§ Your objective: A verbatim transcript of the data below is required, images omitted.

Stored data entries
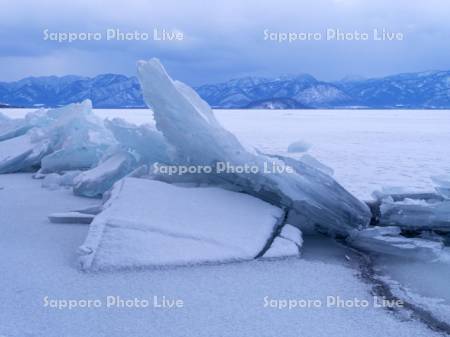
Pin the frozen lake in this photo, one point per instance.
(367, 149)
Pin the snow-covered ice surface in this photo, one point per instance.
(148, 223)
(38, 260)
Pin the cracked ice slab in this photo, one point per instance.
(147, 223)
(189, 125)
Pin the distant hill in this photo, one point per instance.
(425, 90)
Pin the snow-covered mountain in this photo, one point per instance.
(105, 91)
(414, 90)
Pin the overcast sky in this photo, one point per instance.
(224, 39)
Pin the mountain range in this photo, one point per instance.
(424, 90)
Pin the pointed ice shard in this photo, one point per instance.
(56, 140)
(189, 125)
(146, 223)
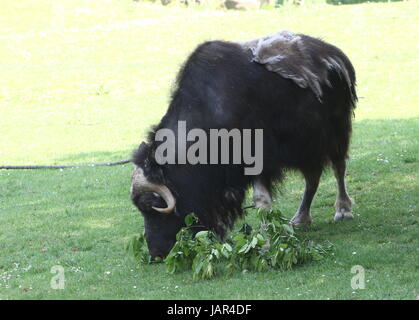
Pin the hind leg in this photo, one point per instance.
(262, 194)
(302, 217)
(343, 203)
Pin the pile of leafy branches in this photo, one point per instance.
(272, 245)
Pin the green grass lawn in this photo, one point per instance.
(83, 81)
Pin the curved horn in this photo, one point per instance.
(140, 181)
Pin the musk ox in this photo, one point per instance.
(298, 89)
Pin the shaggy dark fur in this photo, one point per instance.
(219, 87)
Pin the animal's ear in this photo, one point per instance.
(141, 154)
(143, 148)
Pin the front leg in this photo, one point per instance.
(261, 194)
(302, 217)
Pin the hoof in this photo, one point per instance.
(300, 220)
(343, 214)
(262, 202)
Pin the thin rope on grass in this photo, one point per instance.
(100, 164)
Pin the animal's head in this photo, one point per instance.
(155, 200)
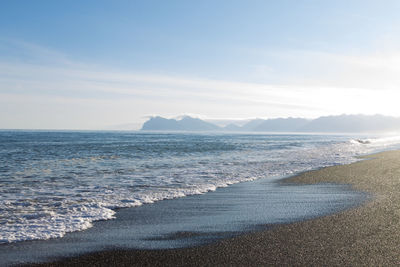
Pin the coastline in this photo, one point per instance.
(365, 235)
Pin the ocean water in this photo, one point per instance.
(52, 183)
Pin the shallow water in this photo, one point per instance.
(194, 220)
(52, 183)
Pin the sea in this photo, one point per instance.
(55, 182)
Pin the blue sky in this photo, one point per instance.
(94, 64)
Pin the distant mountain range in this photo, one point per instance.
(331, 124)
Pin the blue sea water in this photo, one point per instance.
(56, 182)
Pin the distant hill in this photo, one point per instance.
(185, 124)
(281, 125)
(331, 124)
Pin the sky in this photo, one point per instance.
(103, 64)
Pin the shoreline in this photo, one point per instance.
(366, 235)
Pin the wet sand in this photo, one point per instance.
(366, 235)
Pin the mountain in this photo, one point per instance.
(251, 125)
(328, 124)
(232, 128)
(185, 124)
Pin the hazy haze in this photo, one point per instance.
(100, 64)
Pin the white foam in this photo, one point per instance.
(42, 211)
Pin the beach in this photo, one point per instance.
(366, 235)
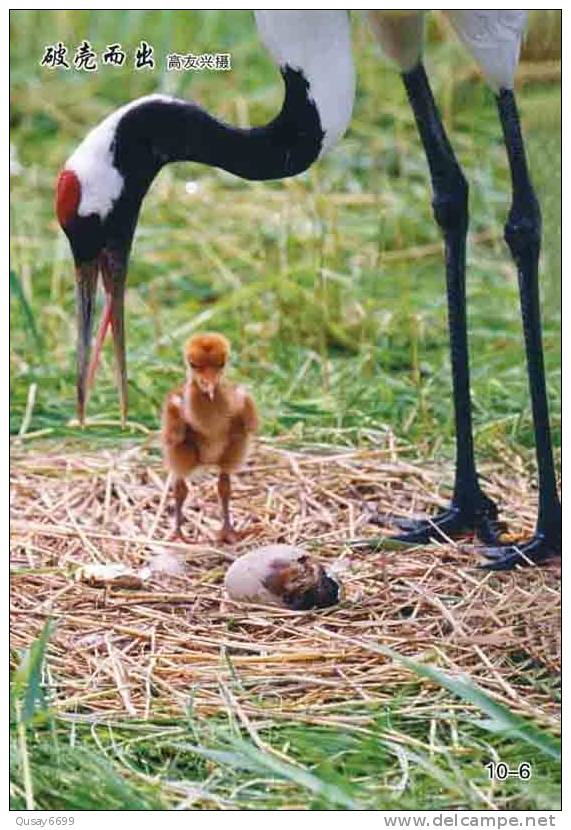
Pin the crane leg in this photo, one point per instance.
(523, 236)
(470, 510)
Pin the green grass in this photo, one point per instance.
(339, 328)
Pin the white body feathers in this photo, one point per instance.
(319, 44)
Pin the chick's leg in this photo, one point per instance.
(180, 489)
(227, 534)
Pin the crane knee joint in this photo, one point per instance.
(450, 205)
(523, 234)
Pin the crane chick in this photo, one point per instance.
(282, 575)
(207, 421)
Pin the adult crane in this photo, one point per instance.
(102, 185)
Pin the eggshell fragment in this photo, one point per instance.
(281, 575)
(115, 575)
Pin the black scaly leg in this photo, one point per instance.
(523, 236)
(470, 509)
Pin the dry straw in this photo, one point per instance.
(147, 654)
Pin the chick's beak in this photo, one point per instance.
(113, 272)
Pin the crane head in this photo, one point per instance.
(100, 247)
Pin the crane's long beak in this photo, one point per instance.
(113, 273)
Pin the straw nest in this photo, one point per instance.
(148, 653)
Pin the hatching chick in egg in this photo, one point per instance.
(207, 421)
(281, 575)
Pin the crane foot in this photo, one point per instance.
(452, 523)
(535, 551)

§ Task output:
Pin the frozen lake in this photo, one point per instance.
(367, 149)
Pin the snow-covered ice surface in this photo, one point per instance.
(148, 223)
(38, 260)
Pin the cracked ice slab in this photo, one point per instance.
(147, 223)
(189, 125)
Pin the distant hill in this photo, one point per instance.
(425, 90)
Pin the snow-covered mountain in this photo, one point per instance.
(105, 91)
(414, 90)
Pin the overcast sky in this photo, one point per instance.
(224, 39)
Pin the mountain range in this photo, one point per instance.
(424, 90)
Pin the pointed ice shard in this photo, one point per instance.
(56, 140)
(189, 125)
(146, 223)
Pin the hind leg in this photo, one point per instance.
(262, 194)
(302, 217)
(343, 203)
Pin the pile of leafy branches in this photo, one point per instance.
(272, 245)
Pin the green grass lawn in this photo, one point per instance.
(83, 81)
Pin the curved horn in this photo, one point per instance.
(140, 181)
Pin the musk ox in this photo, one point per instance.
(298, 89)
Pin the shaggy dark fur in this photo, one point per instance.
(219, 87)
Pin the animal's ear in this photo, one point per instance.
(141, 154)
(143, 148)
Pin the front leg in this photo, one point per instance.
(261, 194)
(302, 217)
Pin the hoof in this photo, one point per instance.
(300, 220)
(343, 214)
(262, 202)
Pin the thin rope on grass in this photo, one point per instance.
(100, 164)
Pin the animal's head in this photo, one point per instance.
(155, 200)
Pin the coastline in this photo, one point per instance.
(365, 235)
Pin the ocean water in this photo, one point per instance.
(52, 183)
Pin the shallow water in this photo, one point per instance.
(194, 220)
(52, 183)
Pin the sea in this photo, one point per instance.
(55, 182)
Pin the blue sky in this photo, one point per instance.
(94, 64)
Pin the distant mountain range in this photo, one point per instance.
(331, 124)
Pin the blue sea water in this photo, one point per instance.
(56, 182)
Pin the distant hill in this photo, one point per instance.
(185, 124)
(281, 125)
(331, 124)
Pin the sky in this photo, one point per instance.
(103, 64)
Pin the shoreline in this photo, one point per instance.
(366, 235)
Pin the wet sand in this photo, one point per instance.
(366, 235)
Pin the mountain in this photo, one point per instance.
(251, 125)
(328, 124)
(232, 128)
(185, 124)
Pin the hazy haze in this photo, one point per instance.
(100, 64)
Pin the white foam in this photo, one point per instance.
(42, 211)
Pin the beach in this photo, one point per instance.
(366, 235)
Pin the crane leg in this photo, one point per instance.
(523, 236)
(470, 510)
Pin the green grass in this photo, one point per instance.
(339, 328)
Pin the white body feathers in this photo, one point per instance.
(319, 44)
Pin the chick's leg in this photo, one point per instance.
(180, 489)
(227, 534)
Pin the crane knee joint in this photo, one point per instance.
(450, 205)
(523, 234)
Pin the crane chick in this photo, one point per instance.
(282, 575)
(207, 421)
Pin the adult crane in this photo, one point per instance.
(102, 185)
Pin the eggshell fragment in this photo, one point per instance.
(281, 575)
(115, 575)
Pin the black scaly leg in this photo, one point per instance.
(523, 236)
(470, 509)
Pin the dry straw in this photo, one point per instance.
(147, 654)
Pin the chick's beak in this photo, one point per instance.
(113, 272)
Pin the crane head in this photo, one point per instance.
(100, 247)
Pin the crane's long beak in this photo, one point per instance.
(113, 273)
Pin the straw nest in this photo, one point per instance.
(148, 653)
Pin the hatching chick in egg in this photo, one point per instance.
(207, 421)
(281, 575)
Pin the crane foot in this photo, one point per instance.
(452, 523)
(535, 551)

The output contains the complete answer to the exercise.